-- begin --

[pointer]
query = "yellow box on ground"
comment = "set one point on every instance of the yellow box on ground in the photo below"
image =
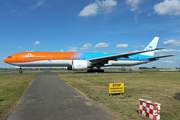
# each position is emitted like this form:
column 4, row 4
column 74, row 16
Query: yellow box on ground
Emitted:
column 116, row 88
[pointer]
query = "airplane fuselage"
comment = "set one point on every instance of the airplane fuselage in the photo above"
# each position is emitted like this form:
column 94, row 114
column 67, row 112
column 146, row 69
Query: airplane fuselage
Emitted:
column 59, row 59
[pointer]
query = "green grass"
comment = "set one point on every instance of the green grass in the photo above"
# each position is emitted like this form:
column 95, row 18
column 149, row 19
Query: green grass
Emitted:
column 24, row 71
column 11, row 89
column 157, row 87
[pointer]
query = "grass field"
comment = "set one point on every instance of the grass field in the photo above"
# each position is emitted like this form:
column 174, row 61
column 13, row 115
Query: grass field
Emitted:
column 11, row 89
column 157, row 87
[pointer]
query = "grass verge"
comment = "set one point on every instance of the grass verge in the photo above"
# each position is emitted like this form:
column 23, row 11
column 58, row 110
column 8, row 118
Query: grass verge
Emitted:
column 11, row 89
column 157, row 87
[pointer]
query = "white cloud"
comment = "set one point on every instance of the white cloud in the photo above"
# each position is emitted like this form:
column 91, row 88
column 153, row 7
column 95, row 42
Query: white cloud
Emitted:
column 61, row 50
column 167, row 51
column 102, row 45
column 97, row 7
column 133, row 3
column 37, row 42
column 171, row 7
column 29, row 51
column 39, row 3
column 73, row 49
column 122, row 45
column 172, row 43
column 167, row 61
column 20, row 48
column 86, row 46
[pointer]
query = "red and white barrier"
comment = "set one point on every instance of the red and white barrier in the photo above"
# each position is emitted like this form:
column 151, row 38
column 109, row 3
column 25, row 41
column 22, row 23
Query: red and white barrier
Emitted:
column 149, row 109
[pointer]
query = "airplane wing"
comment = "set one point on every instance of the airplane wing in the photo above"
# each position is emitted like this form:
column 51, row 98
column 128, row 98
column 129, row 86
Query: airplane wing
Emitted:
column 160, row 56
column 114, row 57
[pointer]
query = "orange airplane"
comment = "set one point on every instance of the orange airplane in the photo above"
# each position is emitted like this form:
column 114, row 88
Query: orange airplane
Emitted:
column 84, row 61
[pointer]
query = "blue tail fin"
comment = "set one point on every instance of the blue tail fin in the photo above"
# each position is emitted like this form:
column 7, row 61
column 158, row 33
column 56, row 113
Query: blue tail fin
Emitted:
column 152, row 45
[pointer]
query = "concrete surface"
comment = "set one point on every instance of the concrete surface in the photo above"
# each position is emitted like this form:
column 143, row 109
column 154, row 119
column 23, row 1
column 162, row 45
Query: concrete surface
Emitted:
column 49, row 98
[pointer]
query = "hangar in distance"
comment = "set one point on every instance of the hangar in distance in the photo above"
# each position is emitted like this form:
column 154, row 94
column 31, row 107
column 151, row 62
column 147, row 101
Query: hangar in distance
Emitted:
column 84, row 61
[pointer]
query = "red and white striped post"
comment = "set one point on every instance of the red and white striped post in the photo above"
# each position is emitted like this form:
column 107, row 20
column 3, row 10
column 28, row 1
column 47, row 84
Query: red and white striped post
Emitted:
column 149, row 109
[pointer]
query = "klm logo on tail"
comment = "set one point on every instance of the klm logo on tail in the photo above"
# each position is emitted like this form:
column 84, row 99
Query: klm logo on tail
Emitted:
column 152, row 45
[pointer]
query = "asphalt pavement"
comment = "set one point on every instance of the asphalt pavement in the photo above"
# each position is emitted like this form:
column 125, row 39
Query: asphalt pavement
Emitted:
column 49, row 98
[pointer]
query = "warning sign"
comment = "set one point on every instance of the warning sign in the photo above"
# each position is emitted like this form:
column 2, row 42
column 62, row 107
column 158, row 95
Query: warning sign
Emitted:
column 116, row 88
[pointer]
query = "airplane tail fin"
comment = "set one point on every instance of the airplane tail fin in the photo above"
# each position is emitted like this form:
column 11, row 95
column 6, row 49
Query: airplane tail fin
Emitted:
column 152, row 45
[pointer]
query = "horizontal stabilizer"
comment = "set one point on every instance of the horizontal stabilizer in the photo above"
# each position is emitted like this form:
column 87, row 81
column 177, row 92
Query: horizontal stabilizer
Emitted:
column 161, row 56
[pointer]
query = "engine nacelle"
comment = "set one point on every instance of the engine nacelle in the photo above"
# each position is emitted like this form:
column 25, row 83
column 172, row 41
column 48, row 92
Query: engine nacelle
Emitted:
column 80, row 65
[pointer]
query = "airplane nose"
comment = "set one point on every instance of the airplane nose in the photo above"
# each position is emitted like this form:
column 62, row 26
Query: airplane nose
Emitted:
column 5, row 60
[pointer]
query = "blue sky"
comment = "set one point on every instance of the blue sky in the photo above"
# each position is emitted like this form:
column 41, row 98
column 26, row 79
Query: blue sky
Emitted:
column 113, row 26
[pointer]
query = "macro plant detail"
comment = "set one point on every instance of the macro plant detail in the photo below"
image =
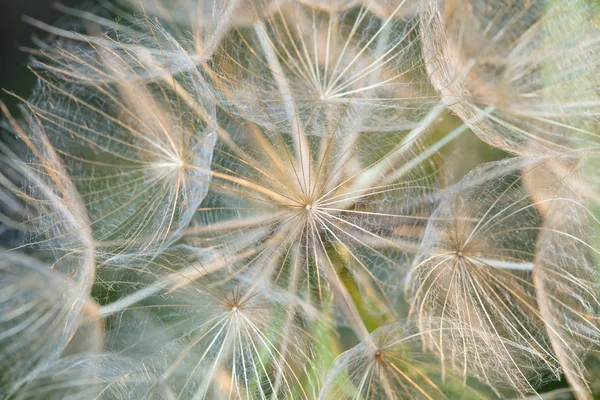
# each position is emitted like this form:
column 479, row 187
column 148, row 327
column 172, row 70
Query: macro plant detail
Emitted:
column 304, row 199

-- end --

→ Description of the task
Copy the listing above word for word, from its first line through the line containing "column 59, row 59", including both of those lines, and leave the pictures out of your copy.

→ Output for this exercise
[pointer]
query = "yellow box on ground"
comment = "set one point on every instance of the yellow box on ground in the photo below"
image =
# each position is emitted like this form:
column 4, row 4
column 74, row 16
Query: yellow box on ground
Emitted:
column 116, row 88
[pointer]
query = "airplane fuselage"
comment = "set one point on every instance of the airplane fuselage in the photo above"
# each position is emitted like this form:
column 94, row 114
column 67, row 112
column 146, row 69
Query: airplane fuselage
Emitted:
column 59, row 59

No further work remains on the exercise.